### ASSIGNMENT
Search the records below for the word "coffee" and show every line where it occurs.

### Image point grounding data
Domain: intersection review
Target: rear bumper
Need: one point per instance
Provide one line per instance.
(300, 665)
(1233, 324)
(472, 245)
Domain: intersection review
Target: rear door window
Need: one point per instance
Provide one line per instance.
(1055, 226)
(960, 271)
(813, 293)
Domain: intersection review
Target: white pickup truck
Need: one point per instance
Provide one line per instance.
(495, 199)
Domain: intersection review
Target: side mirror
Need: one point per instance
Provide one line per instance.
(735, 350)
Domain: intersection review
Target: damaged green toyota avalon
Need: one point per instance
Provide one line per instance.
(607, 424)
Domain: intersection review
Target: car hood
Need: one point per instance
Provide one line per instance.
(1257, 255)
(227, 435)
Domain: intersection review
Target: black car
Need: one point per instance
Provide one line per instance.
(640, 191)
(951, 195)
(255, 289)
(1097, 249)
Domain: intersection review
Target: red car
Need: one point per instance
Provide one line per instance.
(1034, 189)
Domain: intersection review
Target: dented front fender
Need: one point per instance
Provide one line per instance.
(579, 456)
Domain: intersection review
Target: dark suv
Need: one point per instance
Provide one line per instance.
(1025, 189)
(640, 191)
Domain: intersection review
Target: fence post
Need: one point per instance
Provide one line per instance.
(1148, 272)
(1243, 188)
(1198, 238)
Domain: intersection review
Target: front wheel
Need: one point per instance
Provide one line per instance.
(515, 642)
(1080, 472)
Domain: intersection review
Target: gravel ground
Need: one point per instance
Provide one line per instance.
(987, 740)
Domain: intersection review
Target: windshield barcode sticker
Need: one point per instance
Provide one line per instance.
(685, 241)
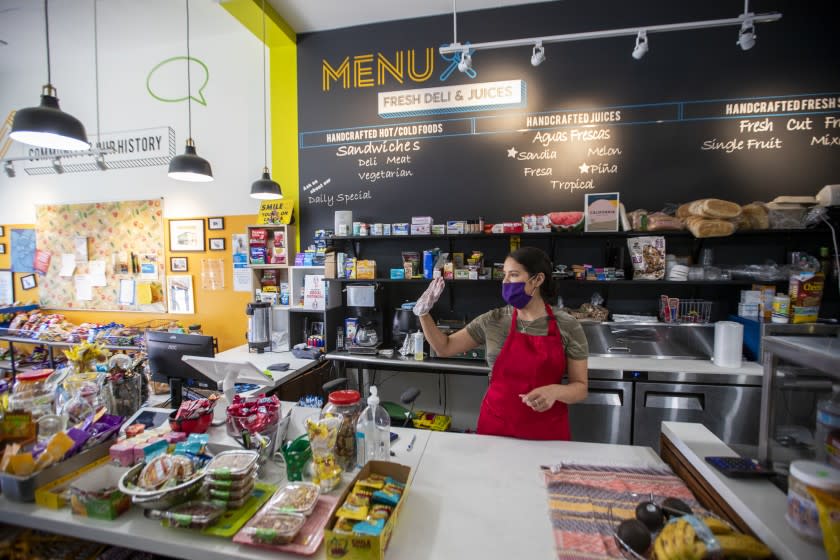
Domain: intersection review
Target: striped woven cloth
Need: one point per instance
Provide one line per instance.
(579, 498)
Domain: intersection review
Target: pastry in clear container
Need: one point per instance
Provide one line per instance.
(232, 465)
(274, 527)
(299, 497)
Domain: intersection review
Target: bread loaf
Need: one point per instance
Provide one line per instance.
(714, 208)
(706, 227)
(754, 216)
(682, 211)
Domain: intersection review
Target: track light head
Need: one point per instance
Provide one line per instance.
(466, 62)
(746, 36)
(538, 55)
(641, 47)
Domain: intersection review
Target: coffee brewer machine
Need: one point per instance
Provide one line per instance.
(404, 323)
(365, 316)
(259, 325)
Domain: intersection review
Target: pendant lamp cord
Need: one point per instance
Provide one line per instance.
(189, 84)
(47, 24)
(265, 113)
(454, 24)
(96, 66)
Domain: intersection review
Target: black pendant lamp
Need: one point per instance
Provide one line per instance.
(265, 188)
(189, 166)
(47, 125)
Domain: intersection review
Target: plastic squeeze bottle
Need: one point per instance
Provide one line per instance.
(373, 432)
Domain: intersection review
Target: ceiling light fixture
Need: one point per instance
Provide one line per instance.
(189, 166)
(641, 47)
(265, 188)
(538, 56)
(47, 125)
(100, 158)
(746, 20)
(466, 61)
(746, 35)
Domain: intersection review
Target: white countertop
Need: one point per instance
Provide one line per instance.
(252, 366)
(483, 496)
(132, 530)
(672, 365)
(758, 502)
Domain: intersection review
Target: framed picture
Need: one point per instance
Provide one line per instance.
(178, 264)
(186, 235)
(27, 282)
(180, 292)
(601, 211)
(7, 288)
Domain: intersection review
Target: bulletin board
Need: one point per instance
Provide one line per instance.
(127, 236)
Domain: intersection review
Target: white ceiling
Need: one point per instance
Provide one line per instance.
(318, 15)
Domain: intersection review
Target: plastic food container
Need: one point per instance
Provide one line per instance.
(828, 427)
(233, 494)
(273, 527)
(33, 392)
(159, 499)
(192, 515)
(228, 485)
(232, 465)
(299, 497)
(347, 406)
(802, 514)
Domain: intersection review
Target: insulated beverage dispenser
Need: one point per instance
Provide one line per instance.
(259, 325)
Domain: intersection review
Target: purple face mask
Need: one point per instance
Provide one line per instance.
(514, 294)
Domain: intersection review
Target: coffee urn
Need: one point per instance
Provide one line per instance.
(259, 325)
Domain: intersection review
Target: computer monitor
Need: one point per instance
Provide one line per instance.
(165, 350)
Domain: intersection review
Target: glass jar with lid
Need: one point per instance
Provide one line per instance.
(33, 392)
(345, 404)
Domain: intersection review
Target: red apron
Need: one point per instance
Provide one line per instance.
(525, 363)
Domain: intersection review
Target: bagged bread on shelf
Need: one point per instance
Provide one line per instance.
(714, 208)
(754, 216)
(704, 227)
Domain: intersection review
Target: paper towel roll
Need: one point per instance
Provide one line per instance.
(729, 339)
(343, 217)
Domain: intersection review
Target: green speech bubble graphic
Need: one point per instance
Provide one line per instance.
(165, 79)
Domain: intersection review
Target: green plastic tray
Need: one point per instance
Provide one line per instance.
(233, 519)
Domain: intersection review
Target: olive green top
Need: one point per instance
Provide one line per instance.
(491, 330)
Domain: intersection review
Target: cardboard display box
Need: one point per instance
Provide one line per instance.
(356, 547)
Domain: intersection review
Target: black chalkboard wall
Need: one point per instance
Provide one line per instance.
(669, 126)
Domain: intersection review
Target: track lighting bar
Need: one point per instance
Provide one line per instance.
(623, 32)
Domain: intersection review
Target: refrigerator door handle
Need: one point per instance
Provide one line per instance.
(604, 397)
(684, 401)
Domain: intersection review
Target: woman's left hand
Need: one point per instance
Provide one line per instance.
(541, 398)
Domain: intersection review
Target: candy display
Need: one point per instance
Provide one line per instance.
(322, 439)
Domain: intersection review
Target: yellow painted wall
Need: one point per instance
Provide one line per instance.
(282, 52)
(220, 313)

### SOLUTION BELOW
Target: coffee brewer machine
Target: coffee urn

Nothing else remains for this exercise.